Actions to take —
A – In the Bison chuck forum thread, which usernames head a post? List every one, each once.
B – Answer these from the Bison chuck thread, one line each:
(i) What size is the extra back plate Charley Davidson bought with the collet chuck?
(ii) How many locating pins does bcall2043 think the back of the chuck shows?
(iii) Why didn't Charley Davidson start on the work the night before?
C – Resume the Bison chuck thread from the point where it stops.

Page text —
# Bison 6" 3 jaw chuck



## Charley Davidson (Jun 25, 2012)

When Paul gave me the lathe it came with a 3 jaw chuck & since I was giving it to a friend & I needed a better 3 jaw I kept the 3 jaw, I went & took it off the lathe yesterday & until just a few minutes ago did not realize what I had.  It's a 6" Bison that costs a ton of money. My gratitude to Paul cannot be expressed enough.  I was gonna mount it on the extra back plate I bought when I bought my Collet chuck but it's only 5" so I guess I need to buy another BP (back plate not Bridgeport) since this is such a nice chuck I want to be extremely precise and do the mounting right. So you guys can weigh in with tips & advice.  Does this chuck have precision adjust ability?


----------



## Old Iron (Jun 25, 2012)

I figured you knew it was a  Bison Chuck and thats the reason you wanted it.......

Paul


----------



## Charley Davidson (Jun 25, 2012)

Old Iron said:


> I figured you knew it was a  Bison Chuck and thats the reason you wanted it.......
> 
> Paul



Not that smart, just lucky:biggrin:  Mine is in very bad shape.  Is it an adjust true or do you remember? If so am I still gonna be able to tale the Clausing back plate off & make a new one? 

Was gonna start on it last night but my sugar was way up and I had no energy.


----------



## bcall2043 (Jun 25, 2012)

Charley Davidson said:


> *''''''''''''''''''''''Not that smart, just lucky:biggrin:'''''''''''''''''''*



Is the above a request for a poll?:lmao::lmao::lmao::lmao::lmao:

Looking at the photos from the back of the chuck I see what looks like 6 socket head screws and what looks like 3 locating pins. This would lead me to think not adjustable unless there are some screws on the outside diameter of the chuck body bearing on the pins. Just my 2cents, don't know about these things.)


If you decide to make a backplate you may want to investigate what it takes to make it adjustable before starting. 

Looks like a great chuck. You owe Old Iron big time!

Benny


----------



## Charley Davidson (Jun 25, 2012)

bcall2043 said:


> Is the above a request for a poll?:lmao::lmao::lmao::lmao::lmao:Benny



No need, we all know the results:nuts:





bcall2043 said:


> If you decide to make a backplate you may want to investigate what it takes to make it adjustable before starting. Benny


I'm on the case:thinking::headscratch:



bcall2043 said:


> Looks like a great chuck. You owe Old Iron big time!Benny



Thanks for reminding me :*****slap:


----------



## xalky (Jun 25, 2012)

Rows —
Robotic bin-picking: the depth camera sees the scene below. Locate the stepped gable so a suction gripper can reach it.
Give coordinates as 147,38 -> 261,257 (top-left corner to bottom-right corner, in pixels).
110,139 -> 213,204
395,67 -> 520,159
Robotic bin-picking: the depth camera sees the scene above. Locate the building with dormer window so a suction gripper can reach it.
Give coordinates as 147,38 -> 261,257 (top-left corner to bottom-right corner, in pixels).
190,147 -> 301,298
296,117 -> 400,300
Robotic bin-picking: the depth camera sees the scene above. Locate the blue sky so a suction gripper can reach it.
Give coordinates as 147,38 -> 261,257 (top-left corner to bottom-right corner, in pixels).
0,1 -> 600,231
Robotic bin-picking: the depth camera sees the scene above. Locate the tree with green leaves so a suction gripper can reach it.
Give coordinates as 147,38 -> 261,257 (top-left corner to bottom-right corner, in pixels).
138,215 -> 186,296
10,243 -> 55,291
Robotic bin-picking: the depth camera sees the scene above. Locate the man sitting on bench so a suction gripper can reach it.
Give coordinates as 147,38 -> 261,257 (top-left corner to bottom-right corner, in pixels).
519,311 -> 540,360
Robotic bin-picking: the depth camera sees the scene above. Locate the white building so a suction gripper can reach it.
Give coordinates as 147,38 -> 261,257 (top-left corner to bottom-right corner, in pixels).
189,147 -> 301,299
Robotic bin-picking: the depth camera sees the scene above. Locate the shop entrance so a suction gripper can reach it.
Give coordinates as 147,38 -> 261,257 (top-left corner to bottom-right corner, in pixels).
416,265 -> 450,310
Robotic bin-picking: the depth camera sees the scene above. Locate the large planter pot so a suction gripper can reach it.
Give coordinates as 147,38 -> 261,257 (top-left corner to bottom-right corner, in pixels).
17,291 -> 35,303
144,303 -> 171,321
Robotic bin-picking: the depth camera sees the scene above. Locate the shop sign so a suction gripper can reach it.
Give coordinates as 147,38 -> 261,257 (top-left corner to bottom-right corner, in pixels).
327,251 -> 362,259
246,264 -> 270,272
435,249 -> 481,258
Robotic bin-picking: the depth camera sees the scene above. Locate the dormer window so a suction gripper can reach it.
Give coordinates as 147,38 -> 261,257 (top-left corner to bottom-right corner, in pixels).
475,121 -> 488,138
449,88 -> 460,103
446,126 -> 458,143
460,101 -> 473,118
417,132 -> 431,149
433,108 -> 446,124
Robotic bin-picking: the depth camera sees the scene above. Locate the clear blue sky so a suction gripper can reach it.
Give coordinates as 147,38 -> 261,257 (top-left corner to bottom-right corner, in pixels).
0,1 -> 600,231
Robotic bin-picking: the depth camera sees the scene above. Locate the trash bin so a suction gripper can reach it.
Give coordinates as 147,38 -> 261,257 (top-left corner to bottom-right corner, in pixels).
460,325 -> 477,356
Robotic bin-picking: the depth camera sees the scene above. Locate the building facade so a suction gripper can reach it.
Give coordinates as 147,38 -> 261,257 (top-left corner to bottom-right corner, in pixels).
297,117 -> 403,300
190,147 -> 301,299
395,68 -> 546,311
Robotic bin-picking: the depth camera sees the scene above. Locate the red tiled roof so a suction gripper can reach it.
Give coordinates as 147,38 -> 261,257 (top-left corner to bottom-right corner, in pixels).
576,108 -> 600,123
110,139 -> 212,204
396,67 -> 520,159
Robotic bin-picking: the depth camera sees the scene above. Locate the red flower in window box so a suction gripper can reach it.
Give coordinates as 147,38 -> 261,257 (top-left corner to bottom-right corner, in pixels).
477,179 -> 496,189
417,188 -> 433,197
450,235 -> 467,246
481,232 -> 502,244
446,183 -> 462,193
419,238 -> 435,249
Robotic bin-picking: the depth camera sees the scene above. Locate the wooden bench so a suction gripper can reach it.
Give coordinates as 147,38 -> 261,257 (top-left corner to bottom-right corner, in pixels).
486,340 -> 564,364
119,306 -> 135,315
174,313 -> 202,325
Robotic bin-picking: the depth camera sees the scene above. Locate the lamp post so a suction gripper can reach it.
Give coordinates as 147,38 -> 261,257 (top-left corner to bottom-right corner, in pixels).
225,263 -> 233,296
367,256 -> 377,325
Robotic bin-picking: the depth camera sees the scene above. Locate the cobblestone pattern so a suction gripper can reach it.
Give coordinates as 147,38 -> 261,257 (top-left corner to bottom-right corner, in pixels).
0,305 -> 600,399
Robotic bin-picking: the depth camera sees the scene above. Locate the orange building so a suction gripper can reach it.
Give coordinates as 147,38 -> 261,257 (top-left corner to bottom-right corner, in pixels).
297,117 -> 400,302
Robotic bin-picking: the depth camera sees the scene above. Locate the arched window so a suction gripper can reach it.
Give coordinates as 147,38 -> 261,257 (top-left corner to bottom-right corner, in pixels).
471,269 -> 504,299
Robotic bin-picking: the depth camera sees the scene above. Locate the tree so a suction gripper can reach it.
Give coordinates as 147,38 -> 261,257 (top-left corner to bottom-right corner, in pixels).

Task-by-task answers —
A – Charley Davidson, Old Iron, bcall2043, xalky

B –
(i) 5"
(ii) 3
(iii) His sugar was way up and he had no energy.

C –
I installed an aftermarket japanese chuck on my southbend 9. I also had to order a backplate for it to adapt it to the spindle threads. When I first mated the chuck to the backplate and spun it on, it was indicating .009" off. There's ashoulder that locates the chuck to the plate and they're sandwiched together with 3 socket cap screws. By spinning the chuck 1/3 of the way and changing the holes that paired together and tapping the chuck slightly with a plastic hammer I was able to get that chuck within .ooo5 indicating it on a 1/2" piece of drill rod chucked up in the chuck. ; gues the point is that you can dial these things in by counteracting the offset. Get my drift. You can probably make a backplate for it of even buy an inexpensive one. As long as you get alittle creative wiith dialing it in you shouldd be able to get it just right provided your chuck is repeatably accurate.


----------



## Old Iron (Jun 25, 2012)

Charley Davidson said:


> Not that smart, just lucky:biggrin: Mine is in very bad shape. Is it an adjust true or do you remember? If so am I still gonna be able to tale the Clausing back plate off & make a new one?
> 
> Was gonna start on it last night but my sugar was way up and I had no energy.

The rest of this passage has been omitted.